Change "Precisely" to "Exactly" in the material, starting at its first line and ending with the line that contains "[[205, 496, 444, 713]]". Reproduce that stretch with nothing else altered.

Stored dataset items
** START **

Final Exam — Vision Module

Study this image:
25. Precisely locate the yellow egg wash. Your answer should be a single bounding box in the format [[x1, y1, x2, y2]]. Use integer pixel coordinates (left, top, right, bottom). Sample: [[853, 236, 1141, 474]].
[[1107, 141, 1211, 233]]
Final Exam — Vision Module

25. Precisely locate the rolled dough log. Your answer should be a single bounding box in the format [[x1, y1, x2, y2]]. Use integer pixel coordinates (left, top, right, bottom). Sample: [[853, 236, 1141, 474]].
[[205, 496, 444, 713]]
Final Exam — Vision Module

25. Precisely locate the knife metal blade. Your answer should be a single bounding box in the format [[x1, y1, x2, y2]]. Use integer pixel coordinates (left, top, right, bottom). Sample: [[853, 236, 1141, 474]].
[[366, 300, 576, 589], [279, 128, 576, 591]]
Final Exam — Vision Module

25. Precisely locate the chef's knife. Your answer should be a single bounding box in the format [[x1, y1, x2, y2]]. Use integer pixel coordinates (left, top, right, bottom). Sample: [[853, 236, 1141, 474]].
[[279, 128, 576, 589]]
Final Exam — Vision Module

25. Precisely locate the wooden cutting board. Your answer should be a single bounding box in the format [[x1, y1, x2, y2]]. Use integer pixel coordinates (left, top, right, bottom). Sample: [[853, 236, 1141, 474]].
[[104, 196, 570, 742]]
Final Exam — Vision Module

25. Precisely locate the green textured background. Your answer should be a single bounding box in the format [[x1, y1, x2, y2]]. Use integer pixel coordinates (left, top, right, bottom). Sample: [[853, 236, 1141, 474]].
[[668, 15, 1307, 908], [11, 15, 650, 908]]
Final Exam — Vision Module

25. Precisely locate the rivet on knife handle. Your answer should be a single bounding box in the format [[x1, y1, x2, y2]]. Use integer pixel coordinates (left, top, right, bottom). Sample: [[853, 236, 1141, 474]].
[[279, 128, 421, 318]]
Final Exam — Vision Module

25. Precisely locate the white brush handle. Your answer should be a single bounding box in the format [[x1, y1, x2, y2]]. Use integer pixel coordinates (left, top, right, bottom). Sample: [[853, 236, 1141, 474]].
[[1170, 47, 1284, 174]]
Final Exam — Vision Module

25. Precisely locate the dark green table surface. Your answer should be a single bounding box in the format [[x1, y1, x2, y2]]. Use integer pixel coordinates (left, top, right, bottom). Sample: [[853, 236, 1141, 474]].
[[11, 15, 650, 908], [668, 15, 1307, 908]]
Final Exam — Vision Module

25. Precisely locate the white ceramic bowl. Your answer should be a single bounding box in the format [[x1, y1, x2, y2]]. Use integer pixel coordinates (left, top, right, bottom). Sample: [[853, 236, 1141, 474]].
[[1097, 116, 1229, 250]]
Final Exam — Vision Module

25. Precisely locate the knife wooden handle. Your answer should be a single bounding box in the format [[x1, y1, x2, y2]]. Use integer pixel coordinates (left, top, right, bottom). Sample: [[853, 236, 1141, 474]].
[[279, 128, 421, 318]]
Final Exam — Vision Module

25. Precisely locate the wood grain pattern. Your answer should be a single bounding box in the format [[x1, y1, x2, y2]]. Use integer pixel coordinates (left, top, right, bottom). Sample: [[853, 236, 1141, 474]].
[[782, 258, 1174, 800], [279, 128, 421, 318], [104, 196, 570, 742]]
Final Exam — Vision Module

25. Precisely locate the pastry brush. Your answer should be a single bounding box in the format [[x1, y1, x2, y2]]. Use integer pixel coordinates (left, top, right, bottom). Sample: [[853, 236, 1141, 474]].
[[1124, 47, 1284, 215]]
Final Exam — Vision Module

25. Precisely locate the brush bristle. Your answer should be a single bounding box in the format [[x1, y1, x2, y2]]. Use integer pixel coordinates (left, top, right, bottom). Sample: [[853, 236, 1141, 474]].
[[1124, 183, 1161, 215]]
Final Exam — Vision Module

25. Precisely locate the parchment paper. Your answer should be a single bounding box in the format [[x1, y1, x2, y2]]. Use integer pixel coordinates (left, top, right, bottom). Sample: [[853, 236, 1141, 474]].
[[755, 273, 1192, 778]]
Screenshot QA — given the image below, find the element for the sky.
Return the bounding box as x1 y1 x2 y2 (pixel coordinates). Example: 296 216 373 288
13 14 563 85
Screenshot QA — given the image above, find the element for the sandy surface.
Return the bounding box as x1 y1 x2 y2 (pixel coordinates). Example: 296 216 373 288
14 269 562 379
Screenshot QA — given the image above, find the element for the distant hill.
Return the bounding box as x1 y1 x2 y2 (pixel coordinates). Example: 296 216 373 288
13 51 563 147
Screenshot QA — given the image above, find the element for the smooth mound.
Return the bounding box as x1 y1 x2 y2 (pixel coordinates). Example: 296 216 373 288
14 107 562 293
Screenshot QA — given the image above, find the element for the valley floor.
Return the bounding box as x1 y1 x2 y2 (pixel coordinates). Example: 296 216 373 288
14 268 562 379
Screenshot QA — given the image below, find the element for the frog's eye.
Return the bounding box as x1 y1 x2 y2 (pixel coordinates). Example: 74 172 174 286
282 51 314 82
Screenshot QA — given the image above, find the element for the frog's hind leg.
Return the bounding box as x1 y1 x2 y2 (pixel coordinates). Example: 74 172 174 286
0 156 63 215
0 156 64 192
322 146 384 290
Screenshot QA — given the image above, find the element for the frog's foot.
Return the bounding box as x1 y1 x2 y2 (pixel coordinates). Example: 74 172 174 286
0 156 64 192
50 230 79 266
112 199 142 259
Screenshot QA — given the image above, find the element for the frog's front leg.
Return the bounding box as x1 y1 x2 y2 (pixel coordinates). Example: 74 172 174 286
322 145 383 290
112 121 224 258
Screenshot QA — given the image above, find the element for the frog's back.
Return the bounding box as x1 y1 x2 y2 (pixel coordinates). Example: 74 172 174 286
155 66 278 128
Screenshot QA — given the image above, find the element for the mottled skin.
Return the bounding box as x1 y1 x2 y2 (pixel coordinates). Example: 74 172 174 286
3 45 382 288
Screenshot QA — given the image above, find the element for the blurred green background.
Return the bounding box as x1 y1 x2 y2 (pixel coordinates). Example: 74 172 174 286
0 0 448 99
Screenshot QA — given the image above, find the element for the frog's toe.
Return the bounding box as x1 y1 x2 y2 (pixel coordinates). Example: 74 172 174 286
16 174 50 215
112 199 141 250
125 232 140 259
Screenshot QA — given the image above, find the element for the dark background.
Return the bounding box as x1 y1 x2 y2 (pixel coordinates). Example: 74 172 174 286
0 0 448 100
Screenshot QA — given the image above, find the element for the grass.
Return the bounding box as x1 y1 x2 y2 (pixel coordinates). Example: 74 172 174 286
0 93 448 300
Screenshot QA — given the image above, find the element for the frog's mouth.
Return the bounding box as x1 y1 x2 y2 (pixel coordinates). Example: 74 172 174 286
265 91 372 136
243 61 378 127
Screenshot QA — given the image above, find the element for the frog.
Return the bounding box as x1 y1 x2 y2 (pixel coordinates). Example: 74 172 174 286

** END **

● **EXERCISE ANSWER**
Final Exam — Vision Module

Study this image:
25. Exactly locate the yellow egg wash. Your answer should be a single bounding box in the format [[x1, y1, x2, y2]]. Use integer pixel coordinates (left, top, right, bottom). Sample: [[853, 236, 1141, 474]].
[[1107, 141, 1211, 233]]
Final Exam — Vision Module

25. Exactly locate the rolled dough log. Your answer should be a single bounding box in the format [[x1, y1, x2, y2]]. Use integer pixel coordinates (left, top, right, bottom). Sample: [[853, 236, 1141, 474]].
[[205, 496, 444, 713]]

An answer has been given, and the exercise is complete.